Anforderung
Schreib aus dem Textauszug über die Erdbebenopfer in China die Stelle ab, die mit „An dieser Stelle“ anfängt und bis einschließlich „jedoch sehr lehrreich.“ weitergeht.

*** Textauszug ***

Es sind nicht die ersten Leichen, die den Weg der chinesischen Führung begleiten. Aber seit dem sich die Welt nicht mehr in kapitalistische und sozialistische Blöcke teilt, gab es wohl kaum einen Zeitpunkt an dem die zahlreichen Toten für die politische Führung Chinas günstiger waren als der jetzige mit den Erdbebenopfern in Südwestchina. Es scheint nur eine Frage der Zeit zu sein, bis die Zahl der Opfer die Marke von 100.000 überschreitet. Die Medienberichte nehmen kaum ein Ende, täglich gibt es neue Bilder, Berichte, Filme und Kommentare aus dem Katastrophengebiet, was nicht zu letzt auf Grund einer bis hierhin nie gekannten chinesischen Offenheit gegenüber internationalen Presseberichten möglich ist. Die Führung Chinas präsentiert sich in öffentlicher Trauer, doch man wird vermuten müssen, dass ihr die Toten geradezu willkommen sind.

An dieser Stelle werden sich die ersten Abwehrreaktionen zeigen und der geneigte Leser wird sich irritiert bis empört fragen, wie ich denn nur so etwas Absonderliches und Unverschämtes unterstellen könne. Es erscheint kaum vorstellbar, dass eine Regierung die Toten der eigenen Bevölkerung durch eine Erdbebenkatastrophe als politisch wertvoll einstufen wird. Gerade diese kontraintuitive These und die durch sie hervorgerufene Abwehrreaktion ist für mein Argument jedoch sehr lehrreich.

*** Unbearbeitete Einträge ***

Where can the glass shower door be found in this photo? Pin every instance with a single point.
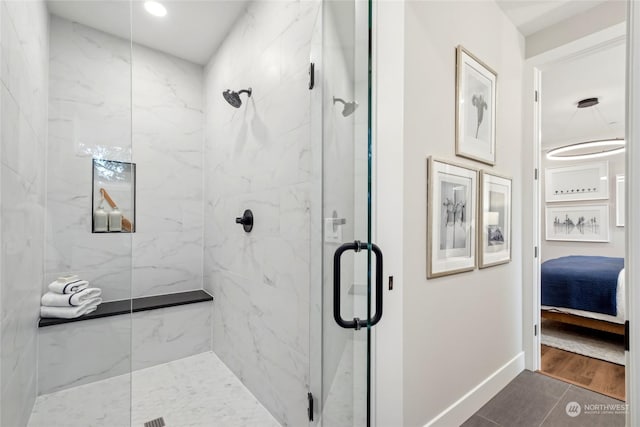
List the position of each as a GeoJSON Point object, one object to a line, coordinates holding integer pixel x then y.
{"type": "Point", "coordinates": [351, 306]}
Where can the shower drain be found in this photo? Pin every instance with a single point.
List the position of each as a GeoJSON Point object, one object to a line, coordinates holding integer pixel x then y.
{"type": "Point", "coordinates": [158, 422]}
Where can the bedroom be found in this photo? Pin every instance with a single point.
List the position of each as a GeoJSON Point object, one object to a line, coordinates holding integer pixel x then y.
{"type": "Point", "coordinates": [581, 218]}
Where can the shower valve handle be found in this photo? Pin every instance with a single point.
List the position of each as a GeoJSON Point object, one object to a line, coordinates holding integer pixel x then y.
{"type": "Point", "coordinates": [246, 220]}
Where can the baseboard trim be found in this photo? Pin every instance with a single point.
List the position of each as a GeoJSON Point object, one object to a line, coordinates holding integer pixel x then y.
{"type": "Point", "coordinates": [467, 405]}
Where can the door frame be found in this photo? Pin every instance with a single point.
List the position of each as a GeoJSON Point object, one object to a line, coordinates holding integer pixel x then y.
{"type": "Point", "coordinates": [531, 297]}
{"type": "Point", "coordinates": [632, 204]}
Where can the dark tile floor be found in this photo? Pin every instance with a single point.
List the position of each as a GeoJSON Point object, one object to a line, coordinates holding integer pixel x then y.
{"type": "Point", "coordinates": [533, 399]}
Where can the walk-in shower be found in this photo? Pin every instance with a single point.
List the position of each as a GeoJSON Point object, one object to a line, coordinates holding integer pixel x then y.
{"type": "Point", "coordinates": [205, 236]}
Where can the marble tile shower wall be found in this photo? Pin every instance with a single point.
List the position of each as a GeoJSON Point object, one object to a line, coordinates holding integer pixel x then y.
{"type": "Point", "coordinates": [23, 94]}
{"type": "Point", "coordinates": [259, 157]}
{"type": "Point", "coordinates": [91, 115]}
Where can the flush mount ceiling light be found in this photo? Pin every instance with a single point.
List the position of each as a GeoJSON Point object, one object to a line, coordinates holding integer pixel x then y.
{"type": "Point", "coordinates": [155, 8]}
{"type": "Point", "coordinates": [588, 149]}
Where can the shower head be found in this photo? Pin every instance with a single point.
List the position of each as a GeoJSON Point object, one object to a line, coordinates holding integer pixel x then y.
{"type": "Point", "coordinates": [233, 97]}
{"type": "Point", "coordinates": [349, 107]}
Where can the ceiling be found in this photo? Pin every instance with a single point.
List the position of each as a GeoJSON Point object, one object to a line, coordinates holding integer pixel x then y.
{"type": "Point", "coordinates": [600, 74]}
{"type": "Point", "coordinates": [192, 29]}
{"type": "Point", "coordinates": [531, 16]}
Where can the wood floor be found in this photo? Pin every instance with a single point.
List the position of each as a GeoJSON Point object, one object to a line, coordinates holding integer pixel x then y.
{"type": "Point", "coordinates": [597, 375]}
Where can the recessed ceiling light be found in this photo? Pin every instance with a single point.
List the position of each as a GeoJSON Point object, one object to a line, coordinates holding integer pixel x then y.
{"type": "Point", "coordinates": [155, 8]}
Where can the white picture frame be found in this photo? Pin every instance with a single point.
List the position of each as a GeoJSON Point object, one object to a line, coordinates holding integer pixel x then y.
{"type": "Point", "coordinates": [494, 220]}
{"type": "Point", "coordinates": [577, 223]}
{"type": "Point", "coordinates": [451, 218]}
{"type": "Point", "coordinates": [620, 200]}
{"type": "Point", "coordinates": [574, 183]}
{"type": "Point", "coordinates": [476, 98]}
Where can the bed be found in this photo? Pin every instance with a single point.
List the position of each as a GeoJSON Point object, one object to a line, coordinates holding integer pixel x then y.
{"type": "Point", "coordinates": [586, 291]}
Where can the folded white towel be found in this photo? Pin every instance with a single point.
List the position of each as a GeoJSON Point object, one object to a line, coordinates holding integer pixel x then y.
{"type": "Point", "coordinates": [68, 286]}
{"type": "Point", "coordinates": [52, 299]}
{"type": "Point", "coordinates": [71, 312]}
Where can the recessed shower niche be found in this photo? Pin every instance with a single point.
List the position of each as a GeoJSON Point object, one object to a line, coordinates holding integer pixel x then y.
{"type": "Point", "coordinates": [113, 197]}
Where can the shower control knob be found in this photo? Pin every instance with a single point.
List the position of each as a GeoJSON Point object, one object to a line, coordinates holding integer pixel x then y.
{"type": "Point", "coordinates": [246, 220]}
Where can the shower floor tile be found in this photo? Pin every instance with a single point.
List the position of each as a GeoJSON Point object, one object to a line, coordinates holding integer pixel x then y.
{"type": "Point", "coordinates": [198, 391]}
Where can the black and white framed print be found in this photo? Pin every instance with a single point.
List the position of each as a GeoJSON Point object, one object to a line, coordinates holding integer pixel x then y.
{"type": "Point", "coordinates": [451, 210]}
{"type": "Point", "coordinates": [589, 181]}
{"type": "Point", "coordinates": [494, 220]}
{"type": "Point", "coordinates": [475, 108]}
{"type": "Point", "coordinates": [578, 223]}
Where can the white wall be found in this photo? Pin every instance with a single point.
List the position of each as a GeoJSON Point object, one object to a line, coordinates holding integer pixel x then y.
{"type": "Point", "coordinates": [550, 249]}
{"type": "Point", "coordinates": [595, 19]}
{"type": "Point", "coordinates": [23, 93]}
{"type": "Point", "coordinates": [91, 115]}
{"type": "Point", "coordinates": [258, 157]}
{"type": "Point", "coordinates": [461, 329]}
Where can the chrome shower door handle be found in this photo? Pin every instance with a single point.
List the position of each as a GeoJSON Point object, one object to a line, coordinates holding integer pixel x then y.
{"type": "Point", "coordinates": [356, 323]}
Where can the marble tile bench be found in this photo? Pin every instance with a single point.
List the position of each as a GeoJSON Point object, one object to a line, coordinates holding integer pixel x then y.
{"type": "Point", "coordinates": [121, 336]}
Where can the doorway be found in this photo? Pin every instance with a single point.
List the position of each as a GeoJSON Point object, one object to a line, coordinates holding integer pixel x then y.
{"type": "Point", "coordinates": [580, 199]}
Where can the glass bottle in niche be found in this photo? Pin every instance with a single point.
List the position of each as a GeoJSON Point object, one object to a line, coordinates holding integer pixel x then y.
{"type": "Point", "coordinates": [114, 183]}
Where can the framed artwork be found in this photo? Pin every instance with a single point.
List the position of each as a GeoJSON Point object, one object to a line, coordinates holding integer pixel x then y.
{"type": "Point", "coordinates": [620, 200]}
{"type": "Point", "coordinates": [494, 220]}
{"type": "Point", "coordinates": [451, 233]}
{"type": "Point", "coordinates": [584, 182]}
{"type": "Point", "coordinates": [578, 223]}
{"type": "Point", "coordinates": [475, 108]}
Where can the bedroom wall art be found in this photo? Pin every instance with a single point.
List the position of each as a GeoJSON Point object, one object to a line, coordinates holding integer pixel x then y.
{"type": "Point", "coordinates": [578, 223]}
{"type": "Point", "coordinates": [620, 200]}
{"type": "Point", "coordinates": [584, 182]}
{"type": "Point", "coordinates": [451, 227]}
{"type": "Point", "coordinates": [475, 108]}
{"type": "Point", "coordinates": [494, 220]}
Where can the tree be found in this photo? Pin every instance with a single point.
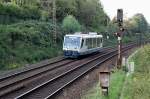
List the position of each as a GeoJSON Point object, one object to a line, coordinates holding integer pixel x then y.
{"type": "Point", "coordinates": [70, 24]}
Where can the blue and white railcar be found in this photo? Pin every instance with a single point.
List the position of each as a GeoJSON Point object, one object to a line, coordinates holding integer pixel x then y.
{"type": "Point", "coordinates": [81, 44]}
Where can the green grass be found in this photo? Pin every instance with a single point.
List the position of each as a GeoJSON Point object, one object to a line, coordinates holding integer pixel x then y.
{"type": "Point", "coordinates": [116, 83]}
{"type": "Point", "coordinates": [137, 86]}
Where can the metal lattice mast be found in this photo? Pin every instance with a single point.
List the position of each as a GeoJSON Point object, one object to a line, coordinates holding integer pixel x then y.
{"type": "Point", "coordinates": [54, 23]}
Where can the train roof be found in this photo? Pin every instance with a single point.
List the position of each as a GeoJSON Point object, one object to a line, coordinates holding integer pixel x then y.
{"type": "Point", "coordinates": [90, 35]}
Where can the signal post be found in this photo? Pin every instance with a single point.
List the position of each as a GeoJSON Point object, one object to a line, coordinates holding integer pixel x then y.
{"type": "Point", "coordinates": [119, 35]}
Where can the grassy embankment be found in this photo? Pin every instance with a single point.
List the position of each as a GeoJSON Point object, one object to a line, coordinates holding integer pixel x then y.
{"type": "Point", "coordinates": [136, 86]}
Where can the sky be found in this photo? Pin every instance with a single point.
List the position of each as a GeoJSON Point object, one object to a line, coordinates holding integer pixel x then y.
{"type": "Point", "coordinates": [130, 7]}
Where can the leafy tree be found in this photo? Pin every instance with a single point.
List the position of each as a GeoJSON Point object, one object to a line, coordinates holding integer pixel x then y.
{"type": "Point", "coordinates": [70, 24]}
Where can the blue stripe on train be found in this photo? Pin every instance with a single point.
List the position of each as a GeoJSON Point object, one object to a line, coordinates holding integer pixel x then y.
{"type": "Point", "coordinates": [73, 54]}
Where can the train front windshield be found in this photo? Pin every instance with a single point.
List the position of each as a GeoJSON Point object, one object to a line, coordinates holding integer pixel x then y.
{"type": "Point", "coordinates": [71, 42]}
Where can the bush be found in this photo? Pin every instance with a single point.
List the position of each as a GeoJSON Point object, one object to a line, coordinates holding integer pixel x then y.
{"type": "Point", "coordinates": [26, 42]}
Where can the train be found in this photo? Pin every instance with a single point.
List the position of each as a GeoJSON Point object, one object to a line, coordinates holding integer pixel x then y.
{"type": "Point", "coordinates": [79, 44]}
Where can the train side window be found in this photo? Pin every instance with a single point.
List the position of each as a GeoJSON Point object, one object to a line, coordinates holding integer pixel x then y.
{"type": "Point", "coordinates": [82, 42]}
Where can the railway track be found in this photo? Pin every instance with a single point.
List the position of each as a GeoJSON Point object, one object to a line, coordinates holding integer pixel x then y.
{"type": "Point", "coordinates": [20, 80]}
{"type": "Point", "coordinates": [53, 83]}
{"type": "Point", "coordinates": [52, 86]}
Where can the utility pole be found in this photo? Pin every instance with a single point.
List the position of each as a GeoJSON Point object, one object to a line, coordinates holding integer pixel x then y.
{"type": "Point", "coordinates": [50, 6]}
{"type": "Point", "coordinates": [119, 35]}
{"type": "Point", "coordinates": [54, 23]}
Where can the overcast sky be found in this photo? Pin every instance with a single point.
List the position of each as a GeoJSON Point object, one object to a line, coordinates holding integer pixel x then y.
{"type": "Point", "coordinates": [130, 7]}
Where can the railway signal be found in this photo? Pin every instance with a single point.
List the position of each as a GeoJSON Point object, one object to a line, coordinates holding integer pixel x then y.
{"type": "Point", "coordinates": [104, 81]}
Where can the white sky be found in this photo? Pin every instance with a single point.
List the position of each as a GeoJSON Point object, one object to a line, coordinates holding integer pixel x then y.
{"type": "Point", "coordinates": [130, 7]}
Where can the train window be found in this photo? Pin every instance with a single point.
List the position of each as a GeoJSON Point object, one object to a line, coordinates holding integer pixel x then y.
{"type": "Point", "coordinates": [82, 42]}
{"type": "Point", "coordinates": [94, 42]}
{"type": "Point", "coordinates": [98, 42]}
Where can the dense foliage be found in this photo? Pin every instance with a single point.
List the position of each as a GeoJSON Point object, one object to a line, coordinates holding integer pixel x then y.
{"type": "Point", "coordinates": [10, 13]}
{"type": "Point", "coordinates": [26, 42]}
{"type": "Point", "coordinates": [137, 85]}
{"type": "Point", "coordinates": [71, 25]}
{"type": "Point", "coordinates": [19, 37]}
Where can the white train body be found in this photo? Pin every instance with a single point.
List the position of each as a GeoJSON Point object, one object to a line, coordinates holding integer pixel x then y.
{"type": "Point", "coordinates": [81, 44]}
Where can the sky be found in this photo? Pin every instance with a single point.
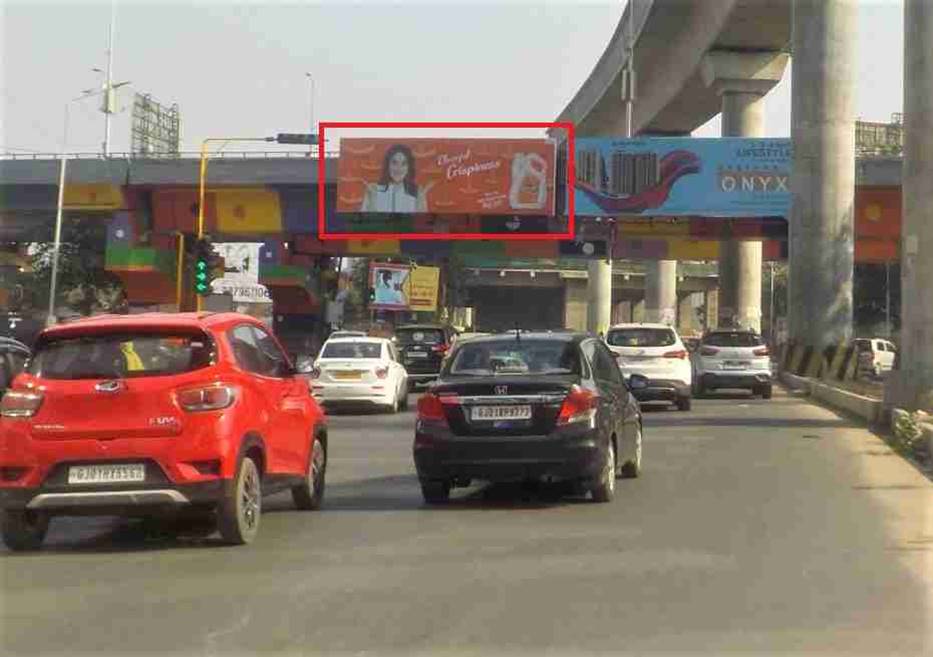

***

Ergebnis
An dieser Stelle werden sich die ersten Abwehrreaktionen zeigen und der geneigte Leser wird sich irritiert bis empört fragen, wie ich denn nur so etwas Absonderliches und Unverschämtes unterstellen könne. Es erscheint kaum vorstellbar, dass eine Regierung die Toten der eigenen Bevölkerung durch eine Erdbebenkatastrophe als politisch wertvoll einstufen wird. Gerade diese kontraintuitive These und die durch sie hervorgerufene Abwehrreaktion ist für mein Argument jedoch sehr lehrreich.